* Extracted text *
# # # # #

Since information sourcing has turned out to be very difficult and time-consuming, the EMC IT team is working hard to increase the size and the richness of the easy-to-get-to shared information store available to all tenants.
They've started with familiar classes of data that any business like ours would have: customers, products, key processes, financials, people, etc.
It's not enough -- but how do you think about getting more?
The approach is rather clever. Each tenant of the environment will usually want to source data outside of what's available in the common pool. Use those project requirements to drive the priorities for increasing the elements in shared enterprise data lake. The marketing guys go deep on customers. The sales team goes deep on products and territories. The manufacturing gang is very interested in components and processes -- and so on.
One of the strong advantages of this sort of BAaaS shared service approach is that business people will end up telling you what data sets matter, and which ones are worth investing in to make them more accessible.
Governance Is Not A Dirty Word
To say that there's a note of anxiety associated with all this newfangled data sharing would be an understatement.
Not only are there legitimate concerns about data being used inappropriately out-of-context, EMC like all public companies is subject to routine compliance audits, and you have to be very specific as to who has access to certain information elements.
That's where good governance comes in -- a cross-functional forum where the opportunities and risks can be fully evaluated, and prudent decisions made -- even revisited as circumstances warrant. Note that IT is a participant of the BAaaS governance function, but it's essentially seen as a business role, and not a technology one.
Remember, this event was a kind of internal user-group meeting for BAaaS, so no opening presentation would be complete without a "what's coming soon" session.
Rather than focus on the specifics, I look at their roadmap as a proxy for demand we'll likely see elsewhere.
The first tranche of new service offerings are all about training. Here at EMC, we have plenty of SAS-trained and Business Objects-trained folks, but we're starting to gravitate towards new tools to "surf" multiple data sets at the outset, and the rising star here is Tableau, so Tableau training is in order.

# # # # #

* Entries supplied *
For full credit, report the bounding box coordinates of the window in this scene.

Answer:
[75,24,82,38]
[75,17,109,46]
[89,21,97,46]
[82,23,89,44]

# # # # #

* Problems to solve *
**A)** Answer these three questions using the EMC shared-data excerpt, one line each:
(i) Which classes of data did the EMC IT team start with?
(ii) Within the BAaaS governance function, what kind of role is IT seen as having?
(iii) Which tool is called the rising star for surfing multiple data sets?
**B)** The EMC shared-data excerpt names several teams and the data each one goes deep on. List every team mentioned there along with its area of focus.

* The replies *
**A)**
(i) Customers, products, key processes, financials, and people.
(ii) A business role, not a technology one.
(iii) Tableau.

**B)**
- Marketing: customers
- Sales: products and territories
- Manufacturing: components and processes